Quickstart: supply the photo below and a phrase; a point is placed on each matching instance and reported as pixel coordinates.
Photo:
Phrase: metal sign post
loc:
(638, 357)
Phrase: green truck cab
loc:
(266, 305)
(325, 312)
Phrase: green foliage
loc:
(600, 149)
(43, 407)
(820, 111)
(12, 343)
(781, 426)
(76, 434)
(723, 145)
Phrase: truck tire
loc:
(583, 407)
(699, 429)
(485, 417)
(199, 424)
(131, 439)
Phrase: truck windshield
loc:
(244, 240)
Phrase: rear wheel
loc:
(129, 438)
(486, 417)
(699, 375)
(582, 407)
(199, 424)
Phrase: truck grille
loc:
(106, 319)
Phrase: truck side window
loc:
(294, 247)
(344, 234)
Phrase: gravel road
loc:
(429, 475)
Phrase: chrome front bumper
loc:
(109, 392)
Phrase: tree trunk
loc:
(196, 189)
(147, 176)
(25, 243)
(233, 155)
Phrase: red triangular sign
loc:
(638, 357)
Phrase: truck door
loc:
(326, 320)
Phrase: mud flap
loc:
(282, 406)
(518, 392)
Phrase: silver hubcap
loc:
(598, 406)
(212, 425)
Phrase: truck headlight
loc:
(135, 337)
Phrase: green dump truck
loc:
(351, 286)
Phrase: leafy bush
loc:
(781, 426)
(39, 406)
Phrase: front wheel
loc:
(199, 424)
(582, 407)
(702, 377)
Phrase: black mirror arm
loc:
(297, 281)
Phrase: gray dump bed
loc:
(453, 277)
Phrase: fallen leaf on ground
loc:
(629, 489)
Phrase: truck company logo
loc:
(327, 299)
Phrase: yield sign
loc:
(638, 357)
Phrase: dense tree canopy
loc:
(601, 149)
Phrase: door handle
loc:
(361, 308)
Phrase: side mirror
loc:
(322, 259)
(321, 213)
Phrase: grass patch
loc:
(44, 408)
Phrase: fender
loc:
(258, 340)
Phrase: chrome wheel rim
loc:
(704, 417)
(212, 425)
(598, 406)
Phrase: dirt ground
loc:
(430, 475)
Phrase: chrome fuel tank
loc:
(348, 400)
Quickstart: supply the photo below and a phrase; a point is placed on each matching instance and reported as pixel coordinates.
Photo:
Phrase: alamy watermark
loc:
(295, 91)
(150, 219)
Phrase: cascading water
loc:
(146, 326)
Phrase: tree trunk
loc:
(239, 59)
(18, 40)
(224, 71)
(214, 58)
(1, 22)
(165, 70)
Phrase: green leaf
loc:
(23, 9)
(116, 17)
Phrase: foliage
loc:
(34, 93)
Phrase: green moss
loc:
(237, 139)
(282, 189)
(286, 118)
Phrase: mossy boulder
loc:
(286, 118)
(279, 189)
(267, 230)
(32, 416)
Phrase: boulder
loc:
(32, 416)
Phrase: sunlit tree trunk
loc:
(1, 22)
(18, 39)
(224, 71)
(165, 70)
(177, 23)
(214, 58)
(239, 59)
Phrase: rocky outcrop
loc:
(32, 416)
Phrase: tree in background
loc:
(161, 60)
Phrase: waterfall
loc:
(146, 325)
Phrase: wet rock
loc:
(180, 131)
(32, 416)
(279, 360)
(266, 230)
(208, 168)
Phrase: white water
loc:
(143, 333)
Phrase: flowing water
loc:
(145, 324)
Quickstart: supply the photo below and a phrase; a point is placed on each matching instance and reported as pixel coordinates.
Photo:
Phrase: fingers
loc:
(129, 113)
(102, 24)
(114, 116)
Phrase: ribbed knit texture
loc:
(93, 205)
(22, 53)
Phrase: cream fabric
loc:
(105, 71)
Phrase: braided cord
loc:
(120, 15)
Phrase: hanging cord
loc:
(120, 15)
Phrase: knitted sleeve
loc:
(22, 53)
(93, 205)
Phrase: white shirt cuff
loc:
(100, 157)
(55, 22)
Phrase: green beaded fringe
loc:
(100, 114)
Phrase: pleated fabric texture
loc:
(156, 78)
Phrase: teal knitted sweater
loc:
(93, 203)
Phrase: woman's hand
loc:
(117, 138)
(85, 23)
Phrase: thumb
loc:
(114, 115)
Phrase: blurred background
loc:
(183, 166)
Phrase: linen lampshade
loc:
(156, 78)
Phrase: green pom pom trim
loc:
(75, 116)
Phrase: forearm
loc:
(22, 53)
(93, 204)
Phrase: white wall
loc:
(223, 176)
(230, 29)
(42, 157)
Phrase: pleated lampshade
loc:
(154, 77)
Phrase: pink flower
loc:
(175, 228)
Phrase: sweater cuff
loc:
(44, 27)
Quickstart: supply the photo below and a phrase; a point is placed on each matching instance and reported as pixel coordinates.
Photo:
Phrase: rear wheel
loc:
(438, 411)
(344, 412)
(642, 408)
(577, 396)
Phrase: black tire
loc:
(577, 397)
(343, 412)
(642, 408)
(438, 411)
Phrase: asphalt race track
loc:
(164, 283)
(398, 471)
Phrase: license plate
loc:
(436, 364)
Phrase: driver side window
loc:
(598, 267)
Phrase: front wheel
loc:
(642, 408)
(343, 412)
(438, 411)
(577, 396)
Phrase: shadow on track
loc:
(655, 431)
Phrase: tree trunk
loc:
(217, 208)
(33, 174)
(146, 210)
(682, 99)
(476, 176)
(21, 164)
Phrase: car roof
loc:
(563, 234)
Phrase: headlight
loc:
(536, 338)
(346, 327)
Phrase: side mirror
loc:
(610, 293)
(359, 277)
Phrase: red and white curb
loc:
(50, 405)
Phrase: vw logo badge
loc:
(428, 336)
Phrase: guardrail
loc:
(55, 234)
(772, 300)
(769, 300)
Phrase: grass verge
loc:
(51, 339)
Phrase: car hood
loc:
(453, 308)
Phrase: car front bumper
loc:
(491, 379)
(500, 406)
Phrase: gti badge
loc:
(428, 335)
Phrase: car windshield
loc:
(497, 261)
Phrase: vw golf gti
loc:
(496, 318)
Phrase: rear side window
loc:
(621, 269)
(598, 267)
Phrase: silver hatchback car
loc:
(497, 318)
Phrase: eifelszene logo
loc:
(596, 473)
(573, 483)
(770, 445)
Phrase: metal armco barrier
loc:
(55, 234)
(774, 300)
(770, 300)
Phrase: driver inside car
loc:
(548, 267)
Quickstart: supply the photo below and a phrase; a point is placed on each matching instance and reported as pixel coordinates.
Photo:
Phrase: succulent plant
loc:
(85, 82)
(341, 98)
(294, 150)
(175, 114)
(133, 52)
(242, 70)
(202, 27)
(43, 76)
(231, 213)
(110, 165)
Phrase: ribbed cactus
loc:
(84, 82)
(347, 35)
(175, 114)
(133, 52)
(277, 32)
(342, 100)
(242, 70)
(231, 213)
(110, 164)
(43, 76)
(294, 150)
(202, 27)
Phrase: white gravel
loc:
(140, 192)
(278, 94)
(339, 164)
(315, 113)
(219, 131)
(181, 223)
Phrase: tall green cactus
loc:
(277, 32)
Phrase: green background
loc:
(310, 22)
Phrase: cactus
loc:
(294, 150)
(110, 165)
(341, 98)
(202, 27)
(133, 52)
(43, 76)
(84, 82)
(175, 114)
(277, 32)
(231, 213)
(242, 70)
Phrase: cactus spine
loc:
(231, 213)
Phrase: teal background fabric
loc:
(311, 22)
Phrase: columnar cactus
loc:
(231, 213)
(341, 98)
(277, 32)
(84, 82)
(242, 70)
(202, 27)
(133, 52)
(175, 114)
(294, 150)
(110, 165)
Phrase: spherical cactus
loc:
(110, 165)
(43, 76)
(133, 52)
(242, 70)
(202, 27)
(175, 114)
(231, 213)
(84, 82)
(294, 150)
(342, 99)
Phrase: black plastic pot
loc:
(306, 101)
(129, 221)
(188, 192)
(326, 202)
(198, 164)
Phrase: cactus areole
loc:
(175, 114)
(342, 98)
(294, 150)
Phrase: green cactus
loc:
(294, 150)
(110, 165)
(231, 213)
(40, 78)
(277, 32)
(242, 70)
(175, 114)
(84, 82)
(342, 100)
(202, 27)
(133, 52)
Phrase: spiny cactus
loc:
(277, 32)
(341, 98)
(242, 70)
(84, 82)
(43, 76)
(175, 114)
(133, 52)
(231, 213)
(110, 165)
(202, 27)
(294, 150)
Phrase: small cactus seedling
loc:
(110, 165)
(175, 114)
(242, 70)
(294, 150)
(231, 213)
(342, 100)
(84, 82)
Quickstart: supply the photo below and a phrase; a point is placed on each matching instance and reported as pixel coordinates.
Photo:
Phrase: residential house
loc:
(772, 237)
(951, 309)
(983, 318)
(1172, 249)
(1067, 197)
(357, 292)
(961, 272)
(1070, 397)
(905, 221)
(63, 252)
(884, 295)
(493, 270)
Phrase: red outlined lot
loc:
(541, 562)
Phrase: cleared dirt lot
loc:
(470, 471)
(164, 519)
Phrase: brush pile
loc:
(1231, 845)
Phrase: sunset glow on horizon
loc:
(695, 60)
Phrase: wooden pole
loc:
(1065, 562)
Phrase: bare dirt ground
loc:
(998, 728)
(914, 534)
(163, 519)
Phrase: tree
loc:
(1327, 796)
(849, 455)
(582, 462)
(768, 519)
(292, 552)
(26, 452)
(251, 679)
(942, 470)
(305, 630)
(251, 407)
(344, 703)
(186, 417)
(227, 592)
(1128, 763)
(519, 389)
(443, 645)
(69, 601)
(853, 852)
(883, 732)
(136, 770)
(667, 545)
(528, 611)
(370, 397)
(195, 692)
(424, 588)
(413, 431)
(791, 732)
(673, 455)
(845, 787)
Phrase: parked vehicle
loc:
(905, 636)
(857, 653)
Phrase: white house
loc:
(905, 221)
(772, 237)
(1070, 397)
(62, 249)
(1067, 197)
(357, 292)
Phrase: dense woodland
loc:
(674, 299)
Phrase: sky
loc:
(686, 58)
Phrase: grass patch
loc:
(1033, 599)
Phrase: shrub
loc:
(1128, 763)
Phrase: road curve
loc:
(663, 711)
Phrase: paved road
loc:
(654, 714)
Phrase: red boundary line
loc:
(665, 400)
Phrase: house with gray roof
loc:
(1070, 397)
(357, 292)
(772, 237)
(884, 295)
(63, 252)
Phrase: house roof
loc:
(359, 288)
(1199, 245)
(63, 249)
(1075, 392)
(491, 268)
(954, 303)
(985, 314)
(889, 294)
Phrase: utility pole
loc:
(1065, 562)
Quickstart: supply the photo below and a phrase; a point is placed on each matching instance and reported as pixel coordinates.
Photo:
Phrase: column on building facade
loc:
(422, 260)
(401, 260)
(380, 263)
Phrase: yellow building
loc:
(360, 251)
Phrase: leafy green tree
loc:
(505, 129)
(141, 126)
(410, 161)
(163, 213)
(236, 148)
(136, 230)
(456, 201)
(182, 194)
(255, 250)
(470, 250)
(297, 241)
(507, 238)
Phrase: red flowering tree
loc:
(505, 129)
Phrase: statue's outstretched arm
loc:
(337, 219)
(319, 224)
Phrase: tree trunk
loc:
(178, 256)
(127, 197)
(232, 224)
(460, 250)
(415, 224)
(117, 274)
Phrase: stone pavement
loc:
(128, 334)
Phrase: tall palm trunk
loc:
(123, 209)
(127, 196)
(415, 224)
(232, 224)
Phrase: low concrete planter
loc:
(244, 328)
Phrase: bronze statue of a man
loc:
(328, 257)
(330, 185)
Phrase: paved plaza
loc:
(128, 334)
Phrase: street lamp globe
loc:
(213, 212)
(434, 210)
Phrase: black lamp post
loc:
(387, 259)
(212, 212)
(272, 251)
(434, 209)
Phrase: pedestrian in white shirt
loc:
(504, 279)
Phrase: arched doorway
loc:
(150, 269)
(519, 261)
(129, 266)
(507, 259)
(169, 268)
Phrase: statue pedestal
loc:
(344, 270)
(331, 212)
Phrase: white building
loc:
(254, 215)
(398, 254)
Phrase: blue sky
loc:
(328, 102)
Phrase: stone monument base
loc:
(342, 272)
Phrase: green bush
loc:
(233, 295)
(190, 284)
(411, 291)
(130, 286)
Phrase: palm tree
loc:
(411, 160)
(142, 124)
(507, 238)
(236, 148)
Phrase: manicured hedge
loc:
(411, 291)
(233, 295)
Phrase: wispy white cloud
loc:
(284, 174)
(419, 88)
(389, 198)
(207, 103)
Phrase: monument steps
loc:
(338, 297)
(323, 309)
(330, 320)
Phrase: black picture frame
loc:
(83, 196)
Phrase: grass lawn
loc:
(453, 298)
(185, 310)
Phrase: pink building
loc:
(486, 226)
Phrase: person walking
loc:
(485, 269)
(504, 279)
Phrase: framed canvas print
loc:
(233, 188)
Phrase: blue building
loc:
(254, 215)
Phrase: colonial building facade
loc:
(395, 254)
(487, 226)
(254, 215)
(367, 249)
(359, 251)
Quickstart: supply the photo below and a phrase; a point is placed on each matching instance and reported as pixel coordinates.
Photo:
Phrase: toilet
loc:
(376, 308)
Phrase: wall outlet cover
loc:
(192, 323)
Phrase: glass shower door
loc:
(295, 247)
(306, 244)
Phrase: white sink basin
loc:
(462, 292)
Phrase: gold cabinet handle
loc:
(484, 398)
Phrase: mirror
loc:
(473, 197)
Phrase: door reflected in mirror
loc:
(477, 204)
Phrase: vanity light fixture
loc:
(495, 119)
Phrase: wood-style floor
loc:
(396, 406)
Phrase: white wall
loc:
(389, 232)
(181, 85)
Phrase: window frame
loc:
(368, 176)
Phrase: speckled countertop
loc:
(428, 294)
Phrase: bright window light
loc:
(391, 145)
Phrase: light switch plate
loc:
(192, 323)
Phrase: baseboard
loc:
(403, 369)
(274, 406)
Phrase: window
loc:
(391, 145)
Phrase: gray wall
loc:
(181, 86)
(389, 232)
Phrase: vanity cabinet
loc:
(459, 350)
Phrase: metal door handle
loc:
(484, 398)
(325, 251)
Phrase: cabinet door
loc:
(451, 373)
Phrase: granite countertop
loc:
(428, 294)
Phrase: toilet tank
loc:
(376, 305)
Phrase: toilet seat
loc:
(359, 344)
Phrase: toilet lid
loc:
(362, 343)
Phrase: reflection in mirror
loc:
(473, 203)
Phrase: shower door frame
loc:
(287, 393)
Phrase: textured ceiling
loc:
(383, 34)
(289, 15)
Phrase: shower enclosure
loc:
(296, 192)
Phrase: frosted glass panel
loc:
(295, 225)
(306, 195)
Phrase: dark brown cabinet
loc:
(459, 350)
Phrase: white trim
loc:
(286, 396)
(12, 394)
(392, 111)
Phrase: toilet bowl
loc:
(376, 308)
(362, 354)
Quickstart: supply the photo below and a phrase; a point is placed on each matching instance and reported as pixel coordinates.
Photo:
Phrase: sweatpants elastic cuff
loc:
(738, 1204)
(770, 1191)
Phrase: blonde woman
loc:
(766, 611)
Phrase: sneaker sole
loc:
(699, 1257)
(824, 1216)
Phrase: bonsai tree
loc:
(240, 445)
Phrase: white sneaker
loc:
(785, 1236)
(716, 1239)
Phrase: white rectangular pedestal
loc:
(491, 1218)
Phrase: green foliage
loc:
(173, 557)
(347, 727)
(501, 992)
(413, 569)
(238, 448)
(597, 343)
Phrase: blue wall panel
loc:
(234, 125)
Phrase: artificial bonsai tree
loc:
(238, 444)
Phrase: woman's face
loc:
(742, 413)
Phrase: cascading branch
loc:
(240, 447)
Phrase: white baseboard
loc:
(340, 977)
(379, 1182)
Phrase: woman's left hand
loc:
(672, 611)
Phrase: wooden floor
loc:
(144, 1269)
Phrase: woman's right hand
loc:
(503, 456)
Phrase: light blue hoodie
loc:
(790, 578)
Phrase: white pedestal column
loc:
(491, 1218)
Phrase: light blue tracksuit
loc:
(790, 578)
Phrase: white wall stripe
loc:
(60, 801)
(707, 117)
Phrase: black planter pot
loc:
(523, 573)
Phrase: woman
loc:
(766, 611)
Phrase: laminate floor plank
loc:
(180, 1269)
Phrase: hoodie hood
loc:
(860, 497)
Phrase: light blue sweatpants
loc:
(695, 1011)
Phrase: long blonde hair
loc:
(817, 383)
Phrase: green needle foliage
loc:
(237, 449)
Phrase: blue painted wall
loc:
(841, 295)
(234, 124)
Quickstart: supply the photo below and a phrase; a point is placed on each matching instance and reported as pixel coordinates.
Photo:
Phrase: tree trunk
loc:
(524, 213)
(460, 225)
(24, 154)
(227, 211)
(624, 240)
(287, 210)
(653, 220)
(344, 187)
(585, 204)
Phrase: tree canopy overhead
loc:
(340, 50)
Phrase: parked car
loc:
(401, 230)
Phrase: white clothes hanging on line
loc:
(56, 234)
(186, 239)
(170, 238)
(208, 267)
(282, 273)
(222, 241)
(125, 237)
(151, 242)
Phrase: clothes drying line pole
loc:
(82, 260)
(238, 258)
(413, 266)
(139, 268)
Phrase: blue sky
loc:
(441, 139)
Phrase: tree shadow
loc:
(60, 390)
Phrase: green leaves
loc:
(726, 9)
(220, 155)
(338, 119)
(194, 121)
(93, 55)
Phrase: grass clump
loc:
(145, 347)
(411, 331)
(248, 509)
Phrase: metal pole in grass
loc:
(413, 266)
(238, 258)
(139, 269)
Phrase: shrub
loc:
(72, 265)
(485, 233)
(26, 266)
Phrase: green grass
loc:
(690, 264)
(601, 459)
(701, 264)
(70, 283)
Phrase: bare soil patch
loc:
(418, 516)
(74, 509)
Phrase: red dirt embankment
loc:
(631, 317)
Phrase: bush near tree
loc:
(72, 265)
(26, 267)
···
Reproduce exactly the line that holds "Phrase: blonde woman", then every line after it, ending with the final line of the records above.

Phrase: blonde woman
loc:
(766, 611)
Phrase: sneaker sole
loc:
(699, 1257)
(824, 1216)
Phrase: bonsai tree
loc:
(240, 445)
Phrase: white sneaker
loc:
(785, 1236)
(716, 1239)
Phrase: white rectangular pedestal
loc:
(491, 1218)
Phrase: green foliage
loc:
(173, 557)
(347, 727)
(501, 992)
(413, 569)
(238, 448)
(597, 343)
Phrase: blue wall panel
loc:
(234, 125)
Phrase: artificial bonsai tree
loc:
(238, 444)
Phrase: woman's face
loc:
(742, 413)
Phrase: cascading branch
loc:
(240, 447)
Phrase: white baseboard
loc:
(340, 977)
(379, 1182)
Phrase: woman's left hand
loc:
(672, 611)
Phrase: wooden floor
loc:
(144, 1269)
Phrase: woman's right hand
loc:
(503, 456)
Phrase: light blue hoodie
loc:
(790, 578)
Phrase: white pedestal column
loc:
(491, 1218)
Phrase: light blue tracksuit
loc:
(790, 578)
Phrase: white wall stripe
loc:
(60, 801)
(707, 117)
Phrase: black planter pot
loc:
(523, 573)
Phrase: woman
loc:
(766, 611)
Phrase: laminate floor plank
loc:
(180, 1269)
Phrase: hoodie hood
loc:
(860, 497)
Phrase: light blue sweatpants
loc:
(695, 1011)
Phrase: long blonde hair
loc:
(817, 383)
Phrase: green needle foliage
loc:
(237, 449)
Phrase: blue painted wall
loc:
(841, 295)
(234, 124)
Quickstart: supply the photo below and a phrase; a point is placed on each matching instance and reported as pixel coordinates.
Photo:
Phrase: tree trunk
loc:
(524, 213)
(460, 225)
(24, 154)
(227, 211)
(624, 240)
(287, 210)
(653, 220)
(344, 187)
(585, 204)
Phrase: tree canopy overhead
loc:
(340, 50)
Phrase: parked car
loc:
(401, 230)
Phrase: white clothes hanging on line
loc:
(56, 234)
(186, 239)
(170, 238)
(208, 267)
(282, 273)
(222, 241)
(125, 237)
(151, 242)
Phrase: clothes drying line pole
loc:
(82, 260)
(238, 258)
(413, 266)
(139, 268)
Phrase: blue sky
loc:
(441, 139)
Phrase: tree shadow
loc:
(60, 390)
Phrase: green leaves
loc:
(726, 9)
(220, 155)
(338, 119)
(194, 121)
(93, 55)
Phrase: grass clump
loc:
(145, 347)
(411, 331)
(248, 509)
Phrase: metal pole in grass
loc:
(413, 266)
(238, 258)
(139, 269)
Phrase: shrub
loc:
(72, 265)
(485, 233)
(26, 266)
Phrase: green grass
loc:
(690, 264)
(601, 459)
(701, 264)
(70, 283)
Phrase: bare soil patch
loc:
(418, 516)
(74, 509)
Phrase: red dirt embankment
loc:
(631, 317)
Phrase: bush near tree
loc:
(72, 265)
(26, 267)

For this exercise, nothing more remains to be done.